= Beginning of Section =
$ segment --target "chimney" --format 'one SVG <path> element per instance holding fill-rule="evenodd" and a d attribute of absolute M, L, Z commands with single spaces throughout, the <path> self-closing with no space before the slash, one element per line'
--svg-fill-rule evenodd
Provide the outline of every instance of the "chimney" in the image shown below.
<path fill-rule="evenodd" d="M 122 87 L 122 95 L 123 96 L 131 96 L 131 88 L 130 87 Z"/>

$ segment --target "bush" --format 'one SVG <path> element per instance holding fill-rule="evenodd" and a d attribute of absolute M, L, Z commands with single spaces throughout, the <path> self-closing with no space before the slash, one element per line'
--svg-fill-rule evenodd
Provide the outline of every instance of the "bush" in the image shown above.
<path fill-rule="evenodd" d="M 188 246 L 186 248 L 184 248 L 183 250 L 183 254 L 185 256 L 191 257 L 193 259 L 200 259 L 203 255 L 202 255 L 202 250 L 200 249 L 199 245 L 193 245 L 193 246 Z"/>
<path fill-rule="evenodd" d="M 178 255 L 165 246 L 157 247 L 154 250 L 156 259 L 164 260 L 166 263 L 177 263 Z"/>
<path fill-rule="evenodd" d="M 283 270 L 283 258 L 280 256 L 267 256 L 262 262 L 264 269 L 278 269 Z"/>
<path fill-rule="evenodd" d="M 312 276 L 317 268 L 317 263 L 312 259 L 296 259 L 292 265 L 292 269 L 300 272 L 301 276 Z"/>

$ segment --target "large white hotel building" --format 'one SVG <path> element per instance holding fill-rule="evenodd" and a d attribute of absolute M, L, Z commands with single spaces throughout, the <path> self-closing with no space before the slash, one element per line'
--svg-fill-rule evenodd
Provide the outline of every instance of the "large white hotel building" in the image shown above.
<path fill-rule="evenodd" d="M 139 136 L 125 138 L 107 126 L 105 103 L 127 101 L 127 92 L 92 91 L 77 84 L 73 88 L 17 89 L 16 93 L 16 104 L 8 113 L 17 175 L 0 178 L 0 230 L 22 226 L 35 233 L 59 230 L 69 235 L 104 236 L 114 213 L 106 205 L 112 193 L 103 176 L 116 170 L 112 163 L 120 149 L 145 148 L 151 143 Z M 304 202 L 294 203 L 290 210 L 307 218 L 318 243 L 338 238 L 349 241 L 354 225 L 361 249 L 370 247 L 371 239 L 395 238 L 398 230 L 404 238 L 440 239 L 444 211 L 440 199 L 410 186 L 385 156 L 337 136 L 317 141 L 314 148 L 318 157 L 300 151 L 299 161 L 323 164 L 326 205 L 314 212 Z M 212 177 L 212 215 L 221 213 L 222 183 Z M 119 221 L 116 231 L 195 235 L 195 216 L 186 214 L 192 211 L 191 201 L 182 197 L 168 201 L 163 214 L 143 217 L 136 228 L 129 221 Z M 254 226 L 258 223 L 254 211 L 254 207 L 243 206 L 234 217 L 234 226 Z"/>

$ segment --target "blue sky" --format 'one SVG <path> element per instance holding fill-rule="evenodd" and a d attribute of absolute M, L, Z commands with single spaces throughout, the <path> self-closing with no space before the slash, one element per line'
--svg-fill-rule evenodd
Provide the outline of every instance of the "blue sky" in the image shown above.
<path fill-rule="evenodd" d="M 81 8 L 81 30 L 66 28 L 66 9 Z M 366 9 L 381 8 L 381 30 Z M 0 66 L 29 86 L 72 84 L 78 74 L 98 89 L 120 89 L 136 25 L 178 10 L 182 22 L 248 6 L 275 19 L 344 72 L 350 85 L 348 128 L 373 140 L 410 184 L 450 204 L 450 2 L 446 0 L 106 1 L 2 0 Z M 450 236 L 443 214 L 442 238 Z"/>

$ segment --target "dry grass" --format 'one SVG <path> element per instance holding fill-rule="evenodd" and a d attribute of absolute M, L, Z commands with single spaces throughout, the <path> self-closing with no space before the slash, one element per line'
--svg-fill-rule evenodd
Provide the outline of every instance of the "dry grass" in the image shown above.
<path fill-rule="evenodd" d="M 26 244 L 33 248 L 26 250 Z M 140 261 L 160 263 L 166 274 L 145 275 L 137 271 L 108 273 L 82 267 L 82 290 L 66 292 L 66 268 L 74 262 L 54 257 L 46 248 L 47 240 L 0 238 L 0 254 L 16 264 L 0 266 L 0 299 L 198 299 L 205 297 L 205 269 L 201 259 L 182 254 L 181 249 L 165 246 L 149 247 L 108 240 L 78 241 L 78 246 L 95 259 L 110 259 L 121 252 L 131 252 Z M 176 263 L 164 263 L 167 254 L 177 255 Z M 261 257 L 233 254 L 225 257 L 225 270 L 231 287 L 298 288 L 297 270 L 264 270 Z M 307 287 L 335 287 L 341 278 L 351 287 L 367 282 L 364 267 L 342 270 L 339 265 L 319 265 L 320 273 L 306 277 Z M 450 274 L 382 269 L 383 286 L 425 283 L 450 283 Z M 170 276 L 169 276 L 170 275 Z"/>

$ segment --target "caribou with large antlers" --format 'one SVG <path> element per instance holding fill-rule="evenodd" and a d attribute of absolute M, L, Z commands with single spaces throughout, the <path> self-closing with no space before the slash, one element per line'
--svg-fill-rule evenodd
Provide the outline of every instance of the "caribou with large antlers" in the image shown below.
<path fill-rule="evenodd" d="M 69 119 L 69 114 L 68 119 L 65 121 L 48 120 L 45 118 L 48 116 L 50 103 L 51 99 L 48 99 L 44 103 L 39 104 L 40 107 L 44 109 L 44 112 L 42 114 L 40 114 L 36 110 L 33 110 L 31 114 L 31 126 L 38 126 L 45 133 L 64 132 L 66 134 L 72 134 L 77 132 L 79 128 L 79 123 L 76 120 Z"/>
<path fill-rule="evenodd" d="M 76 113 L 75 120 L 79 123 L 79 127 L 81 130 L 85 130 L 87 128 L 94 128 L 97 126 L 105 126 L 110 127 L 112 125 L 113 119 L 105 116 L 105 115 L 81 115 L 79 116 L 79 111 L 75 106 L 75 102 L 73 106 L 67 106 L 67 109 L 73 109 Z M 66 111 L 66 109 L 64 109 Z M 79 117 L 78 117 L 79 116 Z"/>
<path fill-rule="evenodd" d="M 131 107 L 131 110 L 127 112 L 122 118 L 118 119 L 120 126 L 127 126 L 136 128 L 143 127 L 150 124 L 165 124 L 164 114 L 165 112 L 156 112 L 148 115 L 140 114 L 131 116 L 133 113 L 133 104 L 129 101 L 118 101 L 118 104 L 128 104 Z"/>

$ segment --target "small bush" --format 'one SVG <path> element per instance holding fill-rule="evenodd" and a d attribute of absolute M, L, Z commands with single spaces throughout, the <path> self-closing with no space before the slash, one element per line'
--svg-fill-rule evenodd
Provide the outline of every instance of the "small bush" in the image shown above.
= End of Section =
- **WORK TO BE COMPLETED**:
Every record must be retyped so that it matches the original exactly.

- **EXERCISE RESPONSE**:
$ segment --target "chimney" --format 'one SVG <path> element per instance holding fill-rule="evenodd" and a d attribute of absolute M, L, Z commands with single spaces throughout, the <path> self-closing with no space before the slash, one element per line'
--svg-fill-rule evenodd
Provide the outline of every instance of the "chimney" in the image shown below.
<path fill-rule="evenodd" d="M 122 87 L 122 95 L 123 96 L 131 96 L 131 88 L 130 87 Z"/>

$ segment --target "bush" --format 'one SVG <path> element per instance holding fill-rule="evenodd" and a d attribute of absolute M, L, Z commands with single spaces throughout, the <path> self-closing with no space before the slash, one element per line'
--svg-fill-rule evenodd
Provide the outline of every instance of the "bush" in the image shown above.
<path fill-rule="evenodd" d="M 188 246 L 186 248 L 184 248 L 183 250 L 183 254 L 185 256 L 191 257 L 193 259 L 200 259 L 203 255 L 202 255 L 202 250 L 200 249 L 199 245 L 193 245 L 193 246 Z"/>
<path fill-rule="evenodd" d="M 178 255 L 165 246 L 157 247 L 154 250 L 156 259 L 164 260 L 166 263 L 177 263 Z"/>
<path fill-rule="evenodd" d="M 283 270 L 283 258 L 280 256 L 267 256 L 262 262 L 264 269 L 278 269 Z"/>
<path fill-rule="evenodd" d="M 312 276 L 317 268 L 317 263 L 312 259 L 296 259 L 292 265 L 292 269 L 300 272 L 301 276 Z"/>

$ segment --target "large white hotel building" --format 'one SVG <path> element per instance holding fill-rule="evenodd" and a d attribute of absolute M, L, Z commands with single spaces throughout, the <path> self-closing with no space before the slash, one element per line'
--svg-fill-rule evenodd
Provide the outline of every instance of the "large white hotel building" in the image shown above.
<path fill-rule="evenodd" d="M 139 136 L 125 138 L 107 126 L 105 103 L 127 101 L 127 92 L 92 91 L 77 84 L 73 88 L 17 89 L 16 93 L 16 104 L 8 113 L 17 175 L 0 178 L 0 230 L 22 226 L 35 233 L 59 230 L 69 235 L 104 236 L 114 213 L 106 205 L 112 193 L 103 176 L 116 170 L 112 163 L 120 149 L 145 148 L 151 143 Z M 304 202 L 294 203 L 290 210 L 307 218 L 318 243 L 338 238 L 349 241 L 354 225 L 361 249 L 370 247 L 371 239 L 395 238 L 398 230 L 404 238 L 440 239 L 444 211 L 440 199 L 410 186 L 385 156 L 337 136 L 317 141 L 314 148 L 318 157 L 300 151 L 299 161 L 323 164 L 326 205 L 314 212 Z M 212 177 L 212 215 L 221 213 L 222 183 Z M 119 221 L 116 231 L 195 235 L 195 216 L 186 214 L 192 211 L 191 201 L 182 197 L 168 201 L 163 214 L 143 217 L 136 228 L 129 221 Z M 254 226 L 258 223 L 254 211 L 254 207 L 243 206 L 234 217 L 234 226 Z"/>

$ segment --target "blue sky" --format 'one SVG <path> element per instance holding fill-rule="evenodd" and a d attribute of absolute M, L, Z commands with single spaces throughout, the <path> self-closing with no space before the slash, one element per line'
--svg-fill-rule evenodd
Provide the outline of every instance of the "blue sky" in the image shown above.
<path fill-rule="evenodd" d="M 81 8 L 81 30 L 66 28 L 66 9 Z M 366 9 L 381 8 L 381 30 Z M 0 66 L 29 86 L 72 84 L 78 74 L 98 89 L 120 89 L 136 25 L 178 10 L 182 22 L 248 6 L 275 19 L 344 72 L 350 85 L 348 128 L 373 140 L 410 184 L 450 204 L 450 2 L 446 0 L 106 1 L 2 0 Z M 450 236 L 443 214 L 442 238 Z"/>

$ segment --target "dry grass" --format 'one SVG <path> element per instance holding fill-rule="evenodd" and a d attribute of absolute M, L, Z commands with single spaces throughout, the <path> self-closing with no space before the slash, one element per line'
--svg-fill-rule evenodd
Provide the outline of every instance of the "dry grass" in the image shown above.
<path fill-rule="evenodd" d="M 26 244 L 33 248 L 26 250 Z M 140 261 L 160 263 L 166 274 L 145 275 L 137 271 L 108 273 L 82 267 L 82 290 L 66 292 L 66 268 L 74 262 L 54 257 L 46 248 L 47 240 L 0 238 L 0 254 L 16 264 L 0 266 L 0 299 L 198 299 L 205 297 L 205 269 L 201 259 L 182 254 L 181 249 L 165 246 L 149 247 L 108 240 L 78 241 L 78 246 L 95 259 L 110 259 L 121 252 L 131 252 Z M 176 263 L 164 263 L 167 254 L 177 255 Z M 261 257 L 233 254 L 225 257 L 225 270 L 231 287 L 298 288 L 297 270 L 264 270 Z M 307 287 L 335 287 L 341 278 L 351 287 L 367 282 L 364 267 L 342 270 L 339 265 L 319 265 L 320 273 L 306 277 Z M 450 274 L 382 269 L 383 286 L 425 283 L 450 283 Z M 170 276 L 169 276 L 170 275 Z"/>

$ segment --target "caribou with large antlers" --format 'one SVG <path> element per instance holding fill-rule="evenodd" and a d attribute of absolute M, L, Z commands with single spaces throughout, the <path> self-closing with no space before the slash, one element per line'
--svg-fill-rule evenodd
Provide the outline of every instance of the "caribou with large antlers" in the image shown below.
<path fill-rule="evenodd" d="M 69 119 L 69 114 L 68 119 L 65 121 L 48 120 L 45 118 L 48 116 L 50 103 L 51 99 L 48 99 L 44 103 L 39 104 L 40 107 L 44 109 L 44 112 L 42 114 L 40 114 L 36 110 L 33 110 L 31 114 L 31 126 L 38 126 L 45 133 L 64 132 L 66 134 L 72 134 L 77 132 L 79 128 L 79 123 L 76 120 Z"/>
<path fill-rule="evenodd" d="M 76 113 L 75 120 L 79 123 L 79 127 L 81 130 L 85 130 L 87 128 L 94 128 L 97 126 L 105 126 L 110 127 L 112 125 L 113 119 L 105 116 L 105 115 L 81 115 L 79 116 L 79 111 L 75 106 L 75 102 L 73 106 L 67 106 L 67 109 L 73 109 Z M 66 111 L 66 109 L 64 109 Z M 79 117 L 78 117 L 79 116 Z"/>
<path fill-rule="evenodd" d="M 131 107 L 131 110 L 127 112 L 122 118 L 118 119 L 120 126 L 127 126 L 136 128 L 143 127 L 150 124 L 165 124 L 164 114 L 165 112 L 156 112 L 148 115 L 140 114 L 131 116 L 133 113 L 133 104 L 129 101 L 118 101 L 118 104 L 128 104 Z"/>

$ segment --target "small bush" --format 'one SVG <path> element per instance holding fill-rule="evenodd" and a d attribute of absolute M, L, Z commands with single spaces throughout, the <path> self-closing with no space before the slash, one element per line'
--svg-fill-rule evenodd
Provide the outline of every instance of the "small bush" in the image shown above.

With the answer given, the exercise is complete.